* Job
Please count the lines below that contain the word "blue" with case taken into account, and reply with the number alone.

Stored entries
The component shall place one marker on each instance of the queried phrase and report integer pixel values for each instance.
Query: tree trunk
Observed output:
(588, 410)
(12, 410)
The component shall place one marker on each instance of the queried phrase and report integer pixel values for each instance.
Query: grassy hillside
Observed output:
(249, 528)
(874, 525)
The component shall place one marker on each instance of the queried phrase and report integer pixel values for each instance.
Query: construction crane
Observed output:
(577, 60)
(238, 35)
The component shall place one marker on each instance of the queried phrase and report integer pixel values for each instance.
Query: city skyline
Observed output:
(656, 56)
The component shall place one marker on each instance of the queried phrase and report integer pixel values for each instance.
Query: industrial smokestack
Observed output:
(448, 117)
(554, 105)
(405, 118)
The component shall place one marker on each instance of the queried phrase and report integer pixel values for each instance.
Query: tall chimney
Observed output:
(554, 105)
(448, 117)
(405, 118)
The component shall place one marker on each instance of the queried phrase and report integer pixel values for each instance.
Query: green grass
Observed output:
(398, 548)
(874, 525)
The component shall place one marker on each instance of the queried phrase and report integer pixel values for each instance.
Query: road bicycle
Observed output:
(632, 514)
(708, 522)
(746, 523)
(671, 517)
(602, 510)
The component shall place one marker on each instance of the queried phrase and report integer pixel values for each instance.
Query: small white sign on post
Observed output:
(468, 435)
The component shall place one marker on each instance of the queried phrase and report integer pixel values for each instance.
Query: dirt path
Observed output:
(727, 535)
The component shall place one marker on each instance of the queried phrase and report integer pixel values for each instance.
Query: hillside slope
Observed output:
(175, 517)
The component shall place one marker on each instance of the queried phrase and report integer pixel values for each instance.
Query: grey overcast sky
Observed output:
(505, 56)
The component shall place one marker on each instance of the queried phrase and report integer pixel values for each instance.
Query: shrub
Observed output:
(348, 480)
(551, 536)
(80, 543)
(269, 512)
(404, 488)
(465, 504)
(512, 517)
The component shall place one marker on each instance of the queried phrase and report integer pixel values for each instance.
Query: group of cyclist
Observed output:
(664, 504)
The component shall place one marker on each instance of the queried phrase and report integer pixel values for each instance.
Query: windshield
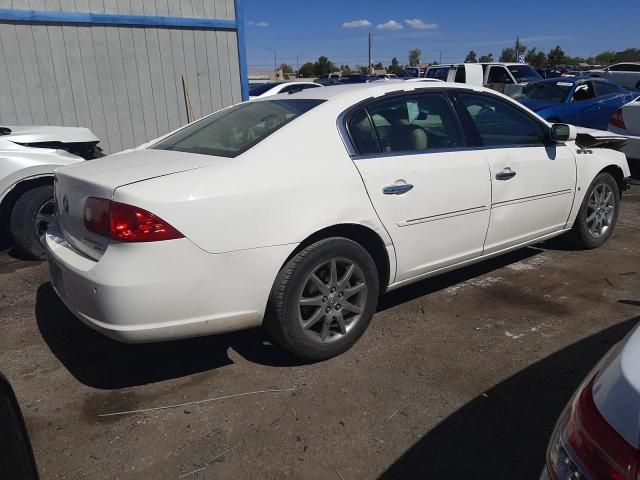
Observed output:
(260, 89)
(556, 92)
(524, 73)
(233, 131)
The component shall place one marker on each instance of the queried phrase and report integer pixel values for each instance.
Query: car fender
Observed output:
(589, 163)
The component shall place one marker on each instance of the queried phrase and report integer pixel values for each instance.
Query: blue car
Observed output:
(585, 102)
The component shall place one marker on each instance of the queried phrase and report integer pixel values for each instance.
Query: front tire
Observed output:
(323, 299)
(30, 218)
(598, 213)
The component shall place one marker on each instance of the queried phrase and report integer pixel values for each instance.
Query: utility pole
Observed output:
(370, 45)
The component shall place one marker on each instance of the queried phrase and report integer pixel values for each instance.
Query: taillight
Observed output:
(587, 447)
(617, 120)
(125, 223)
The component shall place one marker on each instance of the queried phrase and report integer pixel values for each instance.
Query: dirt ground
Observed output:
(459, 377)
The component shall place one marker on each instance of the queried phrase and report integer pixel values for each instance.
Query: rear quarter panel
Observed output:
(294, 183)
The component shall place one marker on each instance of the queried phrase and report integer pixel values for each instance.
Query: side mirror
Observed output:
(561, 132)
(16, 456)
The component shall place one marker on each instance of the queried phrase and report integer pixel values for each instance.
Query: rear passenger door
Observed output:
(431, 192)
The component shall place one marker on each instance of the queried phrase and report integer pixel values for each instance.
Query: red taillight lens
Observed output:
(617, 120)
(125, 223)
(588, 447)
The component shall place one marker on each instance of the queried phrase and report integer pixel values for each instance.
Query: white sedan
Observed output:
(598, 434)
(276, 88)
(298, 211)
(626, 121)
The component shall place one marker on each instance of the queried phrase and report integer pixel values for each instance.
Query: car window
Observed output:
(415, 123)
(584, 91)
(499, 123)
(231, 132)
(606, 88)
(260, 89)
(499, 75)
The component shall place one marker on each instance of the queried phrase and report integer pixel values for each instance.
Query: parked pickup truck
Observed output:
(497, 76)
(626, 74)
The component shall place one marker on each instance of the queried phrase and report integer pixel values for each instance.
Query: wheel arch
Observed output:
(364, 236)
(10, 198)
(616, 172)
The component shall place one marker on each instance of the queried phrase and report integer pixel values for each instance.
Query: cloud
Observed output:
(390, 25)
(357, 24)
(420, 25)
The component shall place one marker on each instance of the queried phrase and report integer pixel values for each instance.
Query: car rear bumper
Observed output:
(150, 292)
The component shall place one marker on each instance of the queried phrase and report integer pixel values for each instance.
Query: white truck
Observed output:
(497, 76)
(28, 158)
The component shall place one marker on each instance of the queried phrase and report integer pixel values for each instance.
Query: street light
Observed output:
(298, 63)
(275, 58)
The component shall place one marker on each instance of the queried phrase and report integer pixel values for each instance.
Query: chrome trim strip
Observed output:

...

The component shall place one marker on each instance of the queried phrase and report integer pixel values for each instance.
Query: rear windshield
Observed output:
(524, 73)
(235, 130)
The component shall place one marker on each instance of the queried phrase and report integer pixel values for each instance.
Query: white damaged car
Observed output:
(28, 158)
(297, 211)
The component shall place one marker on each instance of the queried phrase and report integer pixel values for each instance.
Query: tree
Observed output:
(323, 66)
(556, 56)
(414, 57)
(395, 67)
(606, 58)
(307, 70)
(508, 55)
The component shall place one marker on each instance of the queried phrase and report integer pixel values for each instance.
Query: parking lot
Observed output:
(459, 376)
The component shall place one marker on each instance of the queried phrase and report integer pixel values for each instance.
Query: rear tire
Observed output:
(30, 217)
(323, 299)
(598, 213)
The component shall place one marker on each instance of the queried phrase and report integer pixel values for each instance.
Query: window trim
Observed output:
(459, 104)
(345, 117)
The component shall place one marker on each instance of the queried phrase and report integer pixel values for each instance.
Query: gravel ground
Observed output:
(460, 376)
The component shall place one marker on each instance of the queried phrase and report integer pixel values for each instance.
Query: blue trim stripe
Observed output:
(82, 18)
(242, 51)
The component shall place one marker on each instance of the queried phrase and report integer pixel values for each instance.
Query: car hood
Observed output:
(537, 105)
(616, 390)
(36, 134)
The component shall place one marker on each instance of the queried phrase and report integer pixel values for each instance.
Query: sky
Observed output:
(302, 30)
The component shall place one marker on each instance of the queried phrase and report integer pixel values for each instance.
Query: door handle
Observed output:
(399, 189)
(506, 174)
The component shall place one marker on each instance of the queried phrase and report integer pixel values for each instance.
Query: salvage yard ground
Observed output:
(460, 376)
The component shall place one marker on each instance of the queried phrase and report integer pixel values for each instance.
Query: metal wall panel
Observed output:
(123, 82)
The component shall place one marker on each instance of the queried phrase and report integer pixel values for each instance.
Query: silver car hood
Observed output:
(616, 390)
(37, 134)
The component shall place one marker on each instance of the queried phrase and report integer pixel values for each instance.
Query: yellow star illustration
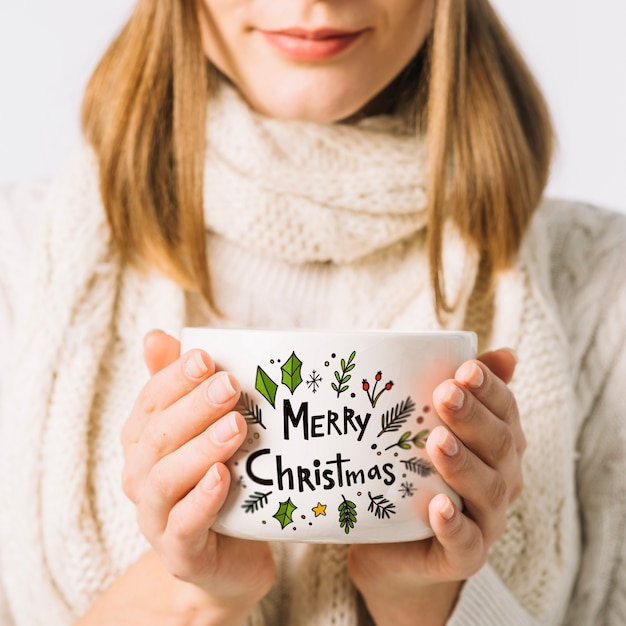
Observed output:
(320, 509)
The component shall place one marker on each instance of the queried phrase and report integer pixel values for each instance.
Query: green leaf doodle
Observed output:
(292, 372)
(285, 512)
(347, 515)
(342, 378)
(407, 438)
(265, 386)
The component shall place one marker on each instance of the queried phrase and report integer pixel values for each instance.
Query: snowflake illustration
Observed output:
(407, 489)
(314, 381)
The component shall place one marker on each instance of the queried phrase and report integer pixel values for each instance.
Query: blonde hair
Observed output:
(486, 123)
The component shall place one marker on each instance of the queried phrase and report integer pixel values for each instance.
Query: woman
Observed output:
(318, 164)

* Result for this task
2